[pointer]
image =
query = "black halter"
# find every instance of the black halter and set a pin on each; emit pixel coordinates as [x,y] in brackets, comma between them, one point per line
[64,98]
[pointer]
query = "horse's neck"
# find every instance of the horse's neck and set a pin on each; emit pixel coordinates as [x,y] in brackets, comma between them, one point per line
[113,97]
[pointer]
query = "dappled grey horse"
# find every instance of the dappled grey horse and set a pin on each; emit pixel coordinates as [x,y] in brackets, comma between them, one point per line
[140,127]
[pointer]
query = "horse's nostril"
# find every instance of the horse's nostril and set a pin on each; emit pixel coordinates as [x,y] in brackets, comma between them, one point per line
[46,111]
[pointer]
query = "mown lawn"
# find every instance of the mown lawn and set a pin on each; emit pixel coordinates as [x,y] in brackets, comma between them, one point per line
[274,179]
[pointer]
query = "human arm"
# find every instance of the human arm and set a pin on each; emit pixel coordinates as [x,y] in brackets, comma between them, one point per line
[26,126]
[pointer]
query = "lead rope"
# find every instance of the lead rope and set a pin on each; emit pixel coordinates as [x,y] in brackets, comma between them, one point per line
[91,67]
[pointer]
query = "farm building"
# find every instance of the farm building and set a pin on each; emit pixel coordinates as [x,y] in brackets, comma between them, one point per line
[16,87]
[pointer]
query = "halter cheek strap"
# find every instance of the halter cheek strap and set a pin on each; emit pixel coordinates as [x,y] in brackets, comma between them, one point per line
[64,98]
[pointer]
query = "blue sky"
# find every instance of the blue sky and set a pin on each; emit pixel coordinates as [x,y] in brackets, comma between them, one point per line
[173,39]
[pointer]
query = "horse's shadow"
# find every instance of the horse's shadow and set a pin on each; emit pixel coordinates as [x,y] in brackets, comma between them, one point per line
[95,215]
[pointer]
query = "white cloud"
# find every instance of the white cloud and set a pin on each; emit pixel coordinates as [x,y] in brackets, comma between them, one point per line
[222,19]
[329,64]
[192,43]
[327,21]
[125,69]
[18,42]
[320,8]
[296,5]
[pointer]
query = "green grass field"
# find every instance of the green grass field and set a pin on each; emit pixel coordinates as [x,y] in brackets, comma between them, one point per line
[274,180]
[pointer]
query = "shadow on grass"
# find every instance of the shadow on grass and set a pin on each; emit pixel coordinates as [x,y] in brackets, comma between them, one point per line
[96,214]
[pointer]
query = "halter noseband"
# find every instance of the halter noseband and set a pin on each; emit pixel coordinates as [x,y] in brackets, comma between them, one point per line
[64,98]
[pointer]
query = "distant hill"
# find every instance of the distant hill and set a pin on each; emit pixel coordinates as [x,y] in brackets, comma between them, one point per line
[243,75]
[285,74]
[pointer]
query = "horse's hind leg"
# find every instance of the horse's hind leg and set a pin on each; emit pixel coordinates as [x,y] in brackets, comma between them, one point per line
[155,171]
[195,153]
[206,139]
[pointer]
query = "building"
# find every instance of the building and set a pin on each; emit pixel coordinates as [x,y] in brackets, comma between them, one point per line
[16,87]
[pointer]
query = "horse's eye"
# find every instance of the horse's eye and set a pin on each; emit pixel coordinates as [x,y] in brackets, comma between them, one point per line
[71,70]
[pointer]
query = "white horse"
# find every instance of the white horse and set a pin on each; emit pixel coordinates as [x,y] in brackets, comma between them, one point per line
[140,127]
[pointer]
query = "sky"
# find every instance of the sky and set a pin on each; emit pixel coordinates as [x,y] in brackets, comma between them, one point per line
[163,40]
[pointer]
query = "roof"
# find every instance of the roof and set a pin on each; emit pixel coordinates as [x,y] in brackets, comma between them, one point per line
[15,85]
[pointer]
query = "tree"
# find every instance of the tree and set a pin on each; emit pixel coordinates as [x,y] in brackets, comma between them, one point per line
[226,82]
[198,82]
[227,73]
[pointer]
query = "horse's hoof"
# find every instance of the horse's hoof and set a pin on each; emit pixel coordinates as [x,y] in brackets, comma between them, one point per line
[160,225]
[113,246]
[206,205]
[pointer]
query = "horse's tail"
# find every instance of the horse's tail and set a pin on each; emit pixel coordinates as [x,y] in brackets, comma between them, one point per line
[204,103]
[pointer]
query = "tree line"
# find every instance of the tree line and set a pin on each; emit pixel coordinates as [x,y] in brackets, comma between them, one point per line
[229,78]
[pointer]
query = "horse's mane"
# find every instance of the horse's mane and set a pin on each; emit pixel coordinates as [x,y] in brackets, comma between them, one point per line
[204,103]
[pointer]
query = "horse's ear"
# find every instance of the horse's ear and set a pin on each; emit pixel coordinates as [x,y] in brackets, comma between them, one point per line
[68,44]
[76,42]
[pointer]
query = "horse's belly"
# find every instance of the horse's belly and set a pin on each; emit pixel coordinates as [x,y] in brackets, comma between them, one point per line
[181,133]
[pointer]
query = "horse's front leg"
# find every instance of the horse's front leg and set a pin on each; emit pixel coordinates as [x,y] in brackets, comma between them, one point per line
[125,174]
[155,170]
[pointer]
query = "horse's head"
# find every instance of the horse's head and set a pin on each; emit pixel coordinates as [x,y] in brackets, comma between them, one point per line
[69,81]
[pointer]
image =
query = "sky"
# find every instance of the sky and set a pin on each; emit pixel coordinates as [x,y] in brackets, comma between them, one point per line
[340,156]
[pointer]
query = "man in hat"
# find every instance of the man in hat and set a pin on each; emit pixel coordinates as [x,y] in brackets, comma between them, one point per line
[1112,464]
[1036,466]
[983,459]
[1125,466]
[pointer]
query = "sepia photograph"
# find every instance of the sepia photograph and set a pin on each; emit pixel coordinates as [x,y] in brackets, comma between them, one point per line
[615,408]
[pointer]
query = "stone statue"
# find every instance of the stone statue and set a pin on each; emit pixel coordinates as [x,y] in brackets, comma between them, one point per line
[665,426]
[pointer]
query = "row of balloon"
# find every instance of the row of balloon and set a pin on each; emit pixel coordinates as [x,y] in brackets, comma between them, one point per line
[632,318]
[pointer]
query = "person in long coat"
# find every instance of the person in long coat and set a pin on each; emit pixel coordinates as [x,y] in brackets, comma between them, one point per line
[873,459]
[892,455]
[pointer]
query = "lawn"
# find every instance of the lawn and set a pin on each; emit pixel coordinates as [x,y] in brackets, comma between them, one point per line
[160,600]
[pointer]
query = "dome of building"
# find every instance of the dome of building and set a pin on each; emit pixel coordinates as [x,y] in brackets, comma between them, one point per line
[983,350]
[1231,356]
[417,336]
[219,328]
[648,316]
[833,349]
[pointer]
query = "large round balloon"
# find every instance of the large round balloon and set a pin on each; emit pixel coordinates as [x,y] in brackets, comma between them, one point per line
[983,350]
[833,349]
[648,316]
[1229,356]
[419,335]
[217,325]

_REQUIREMENT_:
Copy every line above once more, precisely as it reads.

_RESPONSE AREA_:
[pointer]
image =
query = "black halter"
# find every instance of the black halter and set a pin on each; emit pixel coordinates as [x,y] in brackets, comma between them, one point per line
[64,98]
[pointer]
query = "horse's neck"
# find every instance of the horse's neck and set a pin on each; emit pixel coordinates as [x,y] in brackets, comma between them, one point per line
[113,97]
[pointer]
query = "dappled grey horse"
# find every instance of the dappled grey horse and set a pin on each; emit pixel coordinates as [x,y] in brackets, comma between them, one point per line
[140,127]
[pointer]
query = "horse's nostril"
# find every instance of the horse's nostril and set a pin on each; emit pixel coordinates as [x,y] in brackets, comma between them, one point per line
[46,111]
[pointer]
query = "mown lawn"
# find every instance of the mown lawn and set a pin on each; emit pixel coordinates as [x,y] in brackets, comma between them, one point per line
[274,179]
[pointer]
query = "human arm"
# find every instance of the human arm and set a pin on each; emit pixel coordinates as [x,y] in brackets, comma between them, one point per line
[26,126]
[pointer]
query = "lead rope"
# find every instance of the lead rope and set a pin on each; emit pixel coordinates as [x,y] in brackets, comma between them, one point per line
[91,67]
[pointer]
query = "farm building"
# find every instance of the farm building and set a pin on each; emit pixel coordinates as [x,y] in brackets, comma between them, one point per line
[16,87]
[pointer]
query = "halter cheek strap"
# find every instance of the halter cheek strap and set a pin on each; emit pixel coordinates as [x,y] in brackets, comma between them, one point per line
[64,98]
[pointer]
query = "blue sky"
# find every instance of the blue sky and set a pin on each; emit pixel coordinates as [x,y] in brackets, comma between them, one point per line
[173,39]
[pointer]
query = "horse's shadow"
# find every instance of the horse's shadow and set a pin on each; emit pixel coordinates as [x,y] in brackets, comma between them, one point per line
[95,215]
[pointer]
query = "white cloud"
# find every instance of the white cloud and set a pin on each; emit pixel coordinates as [x,y] in brackets, comma between them, one point per line
[222,19]
[329,64]
[192,43]
[327,21]
[125,69]
[18,42]
[320,8]
[296,5]
[pointer]
query = "green grass field"
# find every instance of the green grass field and set a pin on each; emit pixel coordinates as [x,y] in brackets, comma between them, one point per line
[274,180]
[pointer]
query = "shadow on grass"
# find every instance of the shadow on grass and set a pin on each; emit pixel coordinates as [x,y] in brackets, comma between them, one point per line
[96,214]
[pointer]
query = "halter noseband"
# find every instance of the halter noseband and set a pin on each; emit pixel coordinates as [x,y] in brackets, comma between them, one point per line
[64,98]
[pointer]
query = "distant hill"
# find every instance of the distant hill and set a pin on each; emit pixel coordinates as [x,y] in brackets, comma between them, one point per line
[243,75]
[285,74]
[pointer]
query = "horse's hind leg"
# find every instance of the horse's hind leg and set a pin on each; emit pixel coordinates as [x,y] in brackets, comma between them, one point per line
[155,171]
[195,153]
[206,139]
[pointer]
query = "building"
# find every instance of the building and set a pin on each; emit pixel coordinates as [x,y] in brackets, comma between them, one point per line
[16,87]
[pointer]
query = "horse's eye"
# find every instance of the horse's eye and set a pin on each; emit pixel coordinates as [x,y] in brackets, comma between them, one point per line
[71,70]
[pointer]
query = "white horse"
# find every instance of the white horse and set a pin on each; emit pixel coordinates as [x,y] in brackets, comma between them, one point per line
[140,127]
[pointer]
query = "sky"
# find every instance of the sky and set a pin on each; emit pixel coordinates as [x,y] in brackets, comma between them, one point per line
[163,40]
[pointer]
query = "roof"
# find every instance of the roof and set a pin on each; emit pixel coordinates as [x,y] in brackets, comma between them, one point per line
[15,85]
[pointer]
query = "tree"
# find every instance of the tree and set a pin on each; emit pixel coordinates as [x,y] in brackets, comma between them, one point per line
[226,82]
[198,82]
[227,73]
[pointer]
query = "horse's hoof"
# find every instance of the horse's hoof and set a pin on each; emit pixel coordinates as [x,y] in brackets, comma between them, one point per line
[160,225]
[113,246]
[206,205]
[pointer]
query = "horse's tail"
# find every instance of the horse's tail and set a pin on each; emit pixel coordinates as [x,y] in brackets, comma between them, one point per line
[204,103]
[pointer]
query = "tree line"
# find every instance of the tree line and set a pin on each; emit pixel coordinates as [x,y] in brackets, comma between them, one point per line
[229,78]
[pointer]
query = "horse's mane"
# find every instance of the horse's mane and set a pin on each; emit pixel coordinates as [x,y] in brackets, comma between them, one point per line
[204,103]
[pointer]
query = "horse's ear"
# find every instance of the horse's ear and set a pin on each; emit pixel coordinates as [x,y] in brackets, comma between them, one point per line
[68,44]
[76,42]
[pointer]
query = "horse's belly"
# find every instance of the horse's belly and set a pin on each; emit pixel coordinates as [x,y] in brackets, comma between them, one point per line
[181,133]
[pointer]
query = "horse's front leg"
# find every instance of the horse's front leg and set a pin on each; emit pixel coordinates as [x,y] in brackets, comma between them, one point per line
[125,174]
[155,170]
[pointer]
query = "horse's head"
# find every instance of the horse's head and set a pin on each; emit pixel coordinates as [x,y] in brackets, comma between them, one point per line
[69,81]
[pointer]
image =
query = "sky"
# find every instance of the sky and set a pin on each; emit pixel coordinates as [x,y] in brackets, comma between them, one point per line
[340,156]
[pointer]
query = "man in hat"
# find every instance of the man in hat and set a pin on each; emit pixel coordinates as [x,y] in brackets, comma between them, one point per line
[1112,464]
[1036,466]
[983,459]
[1125,466]
[pointer]
query = "sepia photograph"
# find every instance of the sepia photograph and set a pin on each; emit pixel coordinates as [x,y] in brackets, comma between them, one point per line
[615,408]
[pointer]
query = "stone statue"
# find every instance of the stone statue and set a pin on each; emit pixel coordinates as [x,y] in brackets, comma between them, one point per line
[665,426]
[pointer]
query = "row of balloon"
# find every instance of the row of balloon and set a pin on each; emit pixel coordinates as [x,y] in brackets, comma between them, one point per line
[632,318]
[pointer]
query = "person in long coat"
# find every instance of the person in long coat and set a pin on each; emit pixel coordinates as [x,y] in brackets, comma between them, one point per line
[873,459]
[892,455]
[pointer]
query = "lawn"
# find every instance of the lawn and set a pin on each; emit pixel coordinates as [x,y] in brackets, comma between them, one point per line
[160,600]
[pointer]
query = "dome of building"
# find every instance of the dome of building and set a pin on each; emit pixel coordinates as [x,y] in brackets, comma between them, one point per line
[983,350]
[1231,356]
[417,336]
[219,328]
[648,316]
[833,349]
[pointer]
query = "large round balloon"
# find every instance of the large round balloon and set a pin on each; emit pixel coordinates as [x,y] in brackets, comma between them, one point per line
[983,350]
[833,349]
[648,316]
[1229,356]
[419,335]
[217,325]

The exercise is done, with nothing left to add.